*** Information provided Section Begins ***

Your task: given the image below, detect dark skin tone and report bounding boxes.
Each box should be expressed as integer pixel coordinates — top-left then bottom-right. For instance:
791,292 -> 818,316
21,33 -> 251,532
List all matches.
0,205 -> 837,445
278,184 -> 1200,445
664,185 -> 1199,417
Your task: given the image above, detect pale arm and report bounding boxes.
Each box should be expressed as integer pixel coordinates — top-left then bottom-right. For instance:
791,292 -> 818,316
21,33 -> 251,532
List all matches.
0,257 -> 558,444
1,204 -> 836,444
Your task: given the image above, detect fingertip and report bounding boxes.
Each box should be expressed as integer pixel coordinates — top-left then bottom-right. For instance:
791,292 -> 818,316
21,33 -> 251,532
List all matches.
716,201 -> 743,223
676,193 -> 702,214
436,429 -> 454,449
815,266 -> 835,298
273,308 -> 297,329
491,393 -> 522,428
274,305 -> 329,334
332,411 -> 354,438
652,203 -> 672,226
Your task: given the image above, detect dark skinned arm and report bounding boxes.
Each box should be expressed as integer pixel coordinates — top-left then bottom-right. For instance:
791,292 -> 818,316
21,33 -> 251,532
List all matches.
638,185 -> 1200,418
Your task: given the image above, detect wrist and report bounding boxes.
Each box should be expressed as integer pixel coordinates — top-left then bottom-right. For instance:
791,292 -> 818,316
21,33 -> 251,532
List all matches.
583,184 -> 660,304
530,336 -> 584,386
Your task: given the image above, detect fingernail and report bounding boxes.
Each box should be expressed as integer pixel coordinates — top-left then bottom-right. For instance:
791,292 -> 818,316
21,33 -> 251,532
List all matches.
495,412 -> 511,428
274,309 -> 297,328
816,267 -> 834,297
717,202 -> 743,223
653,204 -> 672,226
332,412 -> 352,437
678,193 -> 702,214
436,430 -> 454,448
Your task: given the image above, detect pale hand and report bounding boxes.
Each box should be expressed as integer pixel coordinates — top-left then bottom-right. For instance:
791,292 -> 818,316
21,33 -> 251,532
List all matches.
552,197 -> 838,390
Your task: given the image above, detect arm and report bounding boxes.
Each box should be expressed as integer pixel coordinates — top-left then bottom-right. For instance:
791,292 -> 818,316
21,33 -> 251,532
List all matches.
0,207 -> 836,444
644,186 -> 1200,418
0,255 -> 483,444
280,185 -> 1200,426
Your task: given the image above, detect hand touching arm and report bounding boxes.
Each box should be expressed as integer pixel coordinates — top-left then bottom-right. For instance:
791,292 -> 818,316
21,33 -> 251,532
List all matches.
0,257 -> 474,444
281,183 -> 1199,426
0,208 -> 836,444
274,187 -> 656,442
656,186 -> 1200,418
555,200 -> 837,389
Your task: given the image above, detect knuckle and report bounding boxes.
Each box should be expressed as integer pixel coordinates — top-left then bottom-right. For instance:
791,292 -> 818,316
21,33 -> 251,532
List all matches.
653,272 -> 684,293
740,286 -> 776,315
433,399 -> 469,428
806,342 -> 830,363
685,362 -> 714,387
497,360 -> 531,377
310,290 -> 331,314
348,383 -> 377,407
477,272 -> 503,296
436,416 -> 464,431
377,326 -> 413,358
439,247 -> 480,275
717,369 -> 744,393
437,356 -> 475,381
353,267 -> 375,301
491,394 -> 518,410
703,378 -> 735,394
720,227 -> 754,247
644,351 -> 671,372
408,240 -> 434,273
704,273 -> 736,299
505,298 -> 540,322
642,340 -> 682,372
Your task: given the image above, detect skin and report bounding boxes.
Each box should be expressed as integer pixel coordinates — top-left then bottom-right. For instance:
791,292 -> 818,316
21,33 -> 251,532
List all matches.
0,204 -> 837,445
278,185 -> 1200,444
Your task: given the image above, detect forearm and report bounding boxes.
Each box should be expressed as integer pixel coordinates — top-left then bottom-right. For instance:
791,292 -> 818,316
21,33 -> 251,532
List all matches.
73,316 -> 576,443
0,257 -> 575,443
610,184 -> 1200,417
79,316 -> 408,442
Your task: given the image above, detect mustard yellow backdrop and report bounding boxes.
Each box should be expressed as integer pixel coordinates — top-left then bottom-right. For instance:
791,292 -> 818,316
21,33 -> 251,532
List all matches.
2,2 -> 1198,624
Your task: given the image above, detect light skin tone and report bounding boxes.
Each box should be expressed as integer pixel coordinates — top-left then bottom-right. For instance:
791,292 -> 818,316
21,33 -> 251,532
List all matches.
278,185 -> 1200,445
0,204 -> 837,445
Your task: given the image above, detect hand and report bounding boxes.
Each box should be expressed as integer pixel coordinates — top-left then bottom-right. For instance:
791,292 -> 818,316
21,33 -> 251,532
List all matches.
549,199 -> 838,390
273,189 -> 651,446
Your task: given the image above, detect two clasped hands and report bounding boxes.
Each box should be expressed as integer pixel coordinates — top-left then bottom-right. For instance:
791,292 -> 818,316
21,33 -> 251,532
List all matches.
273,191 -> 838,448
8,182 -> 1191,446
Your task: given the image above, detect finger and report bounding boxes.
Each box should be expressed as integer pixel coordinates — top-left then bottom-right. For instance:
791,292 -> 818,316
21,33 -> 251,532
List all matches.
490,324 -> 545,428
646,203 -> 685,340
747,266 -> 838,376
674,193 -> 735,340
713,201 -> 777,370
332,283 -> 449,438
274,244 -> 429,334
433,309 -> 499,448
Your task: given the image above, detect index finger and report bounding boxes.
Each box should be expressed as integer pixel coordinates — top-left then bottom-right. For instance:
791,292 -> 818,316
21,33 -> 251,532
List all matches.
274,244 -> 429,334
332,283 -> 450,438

*** Information provided Section Ends ***

Assigned task: Search the listing for the string "tone". Copy each line where it turns up.

Your solution:
Your task: given the image below, detect dark skin tone and report bounding boxes.
Your task: given the image above, detect light skin tone and report bounding boxes.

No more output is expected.